Convert every one of the rows below into a two-column CSV with the headers instruction and output, one line per row. Put the request text and its answer each in a single quoted field, replacing line breaks with spaces.

>> Start RECORDS

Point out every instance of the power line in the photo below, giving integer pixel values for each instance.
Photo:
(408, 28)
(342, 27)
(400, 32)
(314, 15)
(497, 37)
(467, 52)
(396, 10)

>> End RECORDS

ANSWER TO THE TASK
instruction,output
"Point out every instance of the power line in the photo below, giving integer pixel values for each instance. Photo:","(408, 28) (342, 27) (400, 32) (314, 15) (497, 37) (467, 52) (396, 10)"